(Supplied records)
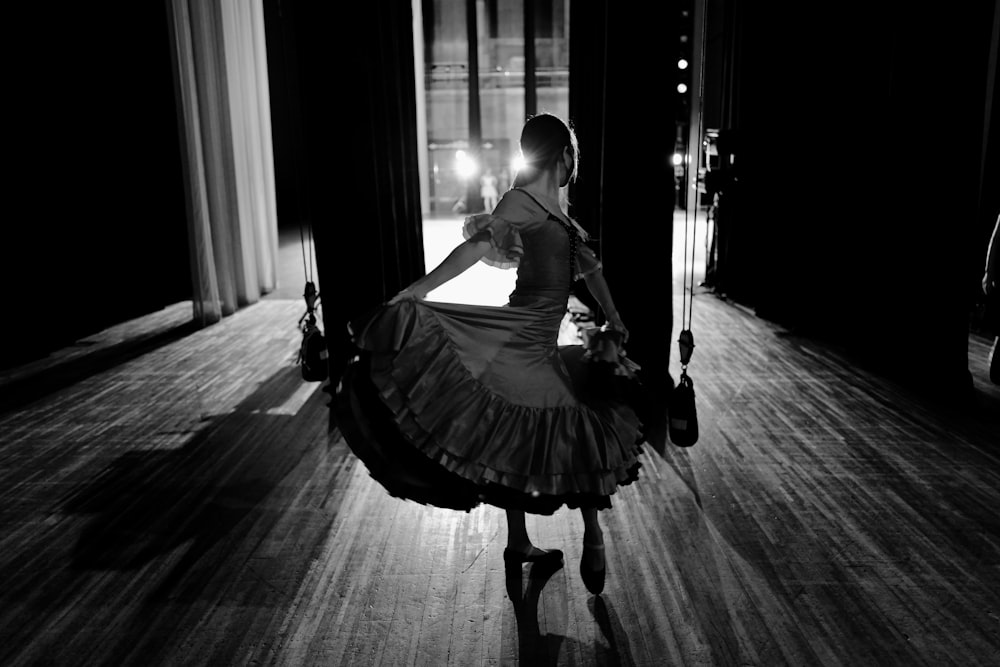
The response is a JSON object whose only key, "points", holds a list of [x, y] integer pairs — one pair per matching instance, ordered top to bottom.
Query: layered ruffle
{"points": [[504, 415]]}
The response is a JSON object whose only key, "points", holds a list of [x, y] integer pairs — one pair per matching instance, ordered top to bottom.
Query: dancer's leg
{"points": [[517, 532], [592, 536]]}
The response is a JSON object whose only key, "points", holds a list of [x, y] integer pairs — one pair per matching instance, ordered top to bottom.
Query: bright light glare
{"points": [[465, 165]]}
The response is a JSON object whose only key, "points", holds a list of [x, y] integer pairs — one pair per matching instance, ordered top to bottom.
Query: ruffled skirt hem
{"points": [[429, 431]]}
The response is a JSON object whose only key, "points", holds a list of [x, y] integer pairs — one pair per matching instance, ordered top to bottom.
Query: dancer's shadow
{"points": [[201, 498], [533, 648], [536, 648]]}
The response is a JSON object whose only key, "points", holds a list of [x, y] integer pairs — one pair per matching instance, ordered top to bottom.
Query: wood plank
{"points": [[191, 507]]}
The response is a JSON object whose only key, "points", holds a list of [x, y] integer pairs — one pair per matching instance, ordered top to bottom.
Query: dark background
{"points": [[860, 211]]}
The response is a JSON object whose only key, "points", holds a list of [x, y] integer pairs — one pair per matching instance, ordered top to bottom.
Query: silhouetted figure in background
{"points": [[488, 190]]}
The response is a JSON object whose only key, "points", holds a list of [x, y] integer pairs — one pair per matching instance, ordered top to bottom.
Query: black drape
{"points": [[355, 83], [622, 104], [857, 211], [96, 231]]}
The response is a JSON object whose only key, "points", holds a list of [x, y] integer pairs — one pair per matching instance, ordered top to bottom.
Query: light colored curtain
{"points": [[220, 60]]}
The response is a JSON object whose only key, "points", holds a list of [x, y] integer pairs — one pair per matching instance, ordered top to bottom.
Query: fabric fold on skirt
{"points": [[455, 405]]}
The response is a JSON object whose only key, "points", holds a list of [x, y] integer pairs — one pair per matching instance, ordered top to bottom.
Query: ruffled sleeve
{"points": [[512, 213], [506, 248], [586, 262]]}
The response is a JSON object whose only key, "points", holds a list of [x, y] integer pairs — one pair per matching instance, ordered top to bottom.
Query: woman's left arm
{"points": [[456, 263], [598, 287]]}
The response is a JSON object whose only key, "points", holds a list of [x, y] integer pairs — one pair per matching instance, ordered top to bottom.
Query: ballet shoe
{"points": [[512, 556]]}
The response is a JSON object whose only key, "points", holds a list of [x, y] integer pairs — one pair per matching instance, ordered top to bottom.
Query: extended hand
{"points": [[411, 293], [616, 324]]}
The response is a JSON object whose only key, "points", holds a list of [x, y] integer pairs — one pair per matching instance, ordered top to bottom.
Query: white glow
{"points": [[465, 165]]}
(End Supplied records)
● Task requirements:
Print all of the records shown above exactly, leaving out each picture.

● Answer for the task:
The response is a JSON object whose only key, "points", holds a list of [x, y] integer pairs — one pair per matching instance, ordered top to bottom.
Query: layered ruffle
{"points": [[504, 415]]}
The response is a JSON object whose only key, "points", holds a list of [x, y] integer pairs — one pair per matching instance, ordered top to bottom.
Query: dancer's leg
{"points": [[517, 532], [592, 536]]}
The response is a JSON object whose only key, "points", holds a list of [x, y] integer pairs — one pair per matching instance, ordered top to bottom.
Query: bright light glare
{"points": [[465, 165]]}
The response is a JSON object whose only key, "points", holds a list of [x, y] integer pairs — one pair per matching instance, ordered top to bottom.
Query: ruffled skirt hem
{"points": [[429, 431]]}
The response is a JSON object whose only key, "points", holds a list of [x, y] integer pairs — one pair per matching instance, ordered top to bottom.
Query: dancer's shadow
{"points": [[201, 498], [533, 648], [536, 648]]}
The response is a JSON object whose only key, "points", holds a list of [x, y] integer pairs — one pair per matching instance, ordered top to bottom.
Query: wood plank
{"points": [[191, 507]]}
The response is a JSON object whose only key, "points", holds a list of [x, y] integer pairs — one pair per matching instance, ordered top to bottom.
Query: dark background
{"points": [[860, 211]]}
The response is a JSON object whose only key, "points", holds a list of [x, y] integer pairs — one pair per matching instance, ordered top to bottom.
Query: silhouetted figure in background
{"points": [[488, 190]]}
The response is a JSON object whose only key, "points", holds a list of [x, y] integer pairs — one pair per matching instance, ordered top to bottom.
Query: black drape
{"points": [[355, 83], [622, 104], [857, 211], [96, 231]]}
The response is a JSON object whose only key, "points", holds a list of [x, y] integer pairs — one pair per matching instance, ordered top to bottom.
Query: light colored curtain
{"points": [[220, 60]]}
The response is a JSON object whose only key, "points", holds a list of [x, y] integer pairs — one pair per matching instance, ordered top to bottom.
Query: fabric fold on skirt
{"points": [[455, 405]]}
The response is a JSON object whose only key, "points", holds a list of [x, y] integer pairs — one pair per matching instance, ordered top to bottom.
Query: ruffled sleeve
{"points": [[512, 213], [506, 248], [586, 262]]}
The response is a JSON object whose only key, "points", holds a list of [x, y] integer pairs — one pair per matching instance, ordered top to bottom.
Query: woman's left arm
{"points": [[456, 263], [598, 287]]}
The response is a JSON object whose only key, "points", holds a list of [x, y] integer pairs — one pair per matching instance, ordered top to bottom.
Query: ballet shoe
{"points": [[512, 556]]}
The response is a JSON object whose only key, "points", holds a list of [x, y] integer pairs — one pair per matching instance, ordered top to bottom.
Query: extended hand
{"points": [[411, 293], [616, 324]]}
The response is a JSON object whose only key, "points", holds a list of [x, y] integer pairs — one pair per matching instance, ordered top to bottom.
Query: white glow
{"points": [[465, 165]]}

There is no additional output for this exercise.